→ **Given instruction 1**: Reproduce the passage of the Jethro Tull box set article starting at "The four CDs" and ending at "Past compilation. (60:28)".
→ **Given instruction 2**: Decide whether each statement below agrees with the Jethro Tull box set article. Answer yes or no for each, and quote the words of the article that settle it. (a) The box set was released on 26 April 1993. (b) The CDs are housed in a wooden crate. (c) The Carnegie Hall CD includes "Dharma For One".
→ **Given instruction 3**: Continue the article on the Jethro Tull 25th Anniversary Box Set from the point where it stops.

Box set by Jethro Tull
- Released: 26 April 1993
- Recorded: 1969–92
- Genre: Rock
- Length: 286:24
- Label: EMI
- Producer: Ian Anderson

Jethro Tull chronology
| A Little Light Music (1992) | 25th Anniversary Box Set (1993) | The Best of Jethro Tull – The Anniversary Collection (1993) |

= 25th Anniversary Box Set =

25th Anniversary Box Set is a 1993 limited edition box set by Jethro Tull. It includes some of the band's best-known compositions from 1969 to 1992, many of them previously unavailable in the versions presented here. It was the second Jethro Tull box-set in five years, the first being the three CD/ five LP/ three Cassette 20 Years of Jethro Tull.

Professional ratings
Review scores
| Source | Rating |
| The Encyclopedia of Popular Music | Star |

==Four CDs==
The CDs are housed in a mock cigar box, along with a booklet featuring extensive notes and photographs, sealed with a label bearing an image of Ian Anderson.

The four CDs are:
- Remixed Classic Songs: remixes some older tracks (77:06)
- Carnegie Hall, N.Y., Recorded Live New York City 1970: benefit concert for Phoenix House to rehabilitate drug abusers. This CD omits "By Kind Permission Of" and "Dharma For One", due to CD time constraints. Both can be found on the Living In The Past compilation. (60:28)

(Rows from a dataset)
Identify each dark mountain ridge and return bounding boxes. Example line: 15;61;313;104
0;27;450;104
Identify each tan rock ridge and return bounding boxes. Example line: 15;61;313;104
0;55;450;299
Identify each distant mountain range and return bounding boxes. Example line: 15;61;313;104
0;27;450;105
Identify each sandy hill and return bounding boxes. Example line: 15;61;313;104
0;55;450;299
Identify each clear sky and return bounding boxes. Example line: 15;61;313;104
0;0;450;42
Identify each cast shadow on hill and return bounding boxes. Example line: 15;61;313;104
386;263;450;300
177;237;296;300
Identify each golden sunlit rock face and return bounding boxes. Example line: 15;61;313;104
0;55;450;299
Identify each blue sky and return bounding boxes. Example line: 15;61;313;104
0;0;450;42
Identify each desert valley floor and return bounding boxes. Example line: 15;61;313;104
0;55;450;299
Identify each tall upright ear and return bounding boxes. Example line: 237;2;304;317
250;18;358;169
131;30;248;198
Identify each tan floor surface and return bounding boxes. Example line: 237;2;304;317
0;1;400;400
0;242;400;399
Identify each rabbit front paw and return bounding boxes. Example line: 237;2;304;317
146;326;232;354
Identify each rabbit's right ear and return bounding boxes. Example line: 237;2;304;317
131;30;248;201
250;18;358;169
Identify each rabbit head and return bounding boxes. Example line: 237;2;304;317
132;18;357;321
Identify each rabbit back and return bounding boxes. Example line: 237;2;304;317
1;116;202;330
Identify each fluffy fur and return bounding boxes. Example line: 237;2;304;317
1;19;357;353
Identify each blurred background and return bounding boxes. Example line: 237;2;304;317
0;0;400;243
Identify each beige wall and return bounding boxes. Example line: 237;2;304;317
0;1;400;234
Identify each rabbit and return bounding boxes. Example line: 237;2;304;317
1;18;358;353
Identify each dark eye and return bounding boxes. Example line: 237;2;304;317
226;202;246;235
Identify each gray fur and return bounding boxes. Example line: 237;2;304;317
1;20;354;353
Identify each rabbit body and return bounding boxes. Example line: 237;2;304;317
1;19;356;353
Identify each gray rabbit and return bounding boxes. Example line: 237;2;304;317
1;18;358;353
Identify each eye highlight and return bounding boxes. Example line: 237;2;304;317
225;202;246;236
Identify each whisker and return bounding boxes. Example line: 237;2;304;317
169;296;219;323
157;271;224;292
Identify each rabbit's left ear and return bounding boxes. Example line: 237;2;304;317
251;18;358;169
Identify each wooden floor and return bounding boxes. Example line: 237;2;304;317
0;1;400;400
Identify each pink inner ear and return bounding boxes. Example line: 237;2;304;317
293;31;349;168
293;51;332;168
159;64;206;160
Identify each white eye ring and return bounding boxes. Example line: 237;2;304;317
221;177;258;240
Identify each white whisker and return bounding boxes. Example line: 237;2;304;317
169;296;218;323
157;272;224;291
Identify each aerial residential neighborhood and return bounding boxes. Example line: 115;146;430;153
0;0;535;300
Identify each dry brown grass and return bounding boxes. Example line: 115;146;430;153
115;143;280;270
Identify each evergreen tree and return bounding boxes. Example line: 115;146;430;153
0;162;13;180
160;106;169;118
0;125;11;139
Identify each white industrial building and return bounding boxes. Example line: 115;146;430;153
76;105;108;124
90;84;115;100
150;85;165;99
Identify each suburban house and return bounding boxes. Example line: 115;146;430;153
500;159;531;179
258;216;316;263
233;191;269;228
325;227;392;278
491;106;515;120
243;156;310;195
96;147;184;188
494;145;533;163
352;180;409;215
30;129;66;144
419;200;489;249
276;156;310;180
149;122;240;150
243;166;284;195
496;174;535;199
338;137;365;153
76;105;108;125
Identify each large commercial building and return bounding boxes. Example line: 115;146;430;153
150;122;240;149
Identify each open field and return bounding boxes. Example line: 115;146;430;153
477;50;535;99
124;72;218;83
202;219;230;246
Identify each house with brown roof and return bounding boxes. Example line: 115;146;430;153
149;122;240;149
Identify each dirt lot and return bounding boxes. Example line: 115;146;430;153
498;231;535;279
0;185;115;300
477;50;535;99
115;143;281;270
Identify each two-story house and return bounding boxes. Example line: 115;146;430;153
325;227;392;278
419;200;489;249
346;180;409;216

→ **Written reply 1**:
The four CDs are:
- Remixed Classic Songs: remixes some older tracks (77:06)
- Carnegie Hall, N.Y., Recorded Live New York City 1970: benefit concert for Phoenix House to rehabilitate drug abusers. This CD omits "By Kind Permission Of" and "Dharma For One", due to CD time constraints. Both can be found on the Living In The Past compilation. (60:28)

→ **Written reply 2**:
(a) Yes: "Released: 26 April 1993"
(b) No: "The CDs are housed in a mock cigar box"
(c) No: "This CD omits "By Kind Permission Of" and "Dharma For One", due to CD time constraints."

→ **Written reply 3**:
- The Beacons Bottom Tapes: new recordings, mostly of older tracks (71:07)
- Pot Pourri, Live Across The World & Through The Years: live (1969–1992) (77:43)

==Track listing==
===Disc One: Remixed Classic Songs===
1. "My Sunday Feeling"
2. "A Song for Jeffrey"
3. "Living in the Past"
4. "Teacher"
5. "Sweet Dream"
6. "Cross-Eyed Mary"
7. "The Witch's Promise"
8. "Life Is a Long Song"
9. "Bungle in the Jungle"
10. "Minstrel in the Gallery"
11. "Cold Wind to Valhalla"
12. "Too Old to Rock 'n' Roll: Too Young to Die!"
13. "Songs from the Wood"
14. "Heavy Horses"
15. "Black Sunday"
16. "Broadsword"

===Disc Two: Carnegie Hall, New York City, New York, 1970===
1. "Nothing Is Easy"
2. "My God"
3. "With You There to Help Me"
4. "A Song for Jeffrey"
5. "To Cry You a Song"
6. "Sossity: You're a Woman"
7. "Reasons for Waiting"
8. "We Used to Know"
9. "Guitar Solo"
10. "For a Thousand Mothers"

===Disc Three: The Beacons Bottom Tapes===
1. "So Much Trouble"
2. "My Sunday Feeling"
3. "Some Day the Sun Won't Shine for You"
4. "Living in the Past"
5. "Bourée" (Instrumental)
6. "With You There to Help Me"
7. "Thick as a Brick"
8. "Cheerio"
9. "A New Day Yesterday"
10. "Protect and Survive" (Instrumental)
11. "Jack-A-Lynn"
12. "The Whistler" (Instrumental)
13. "My God"
14. "Aqualung"

===Disc Four: Pot Pourri Live Across the World & Through the Years===
1. "To Be Sad Is a Mad Way to Be" (Recorded at Stockholm Concert Hall, Stockholm, Sweden – 9 January 1969)
2. "Back to the Family" (Recorded at Stockholm Concert Hall, Stockholm, Sweden – 9 January 1969)
3. "A Passion Play (Extract)" (Recorded at Palais des Sports, Paris, France – 5 July 1975)
4. "Wind-Up/Locomotive Breath/Land of Hope and Glory" (Recorded at Golders Green Hippodrome, London, England – 2 February 1977)
5. "Seal Driver" (Recorded at Congress Centrum, Hamburg, Germany – 8 April 1982)
6. "Nobody's Car" (Recorded at Hammersmith Apollo, London, England – 9 September 1984)
7. "Pussy Willow" (Recorded at Hammersmith Apollo, London, England – 9 September 1984)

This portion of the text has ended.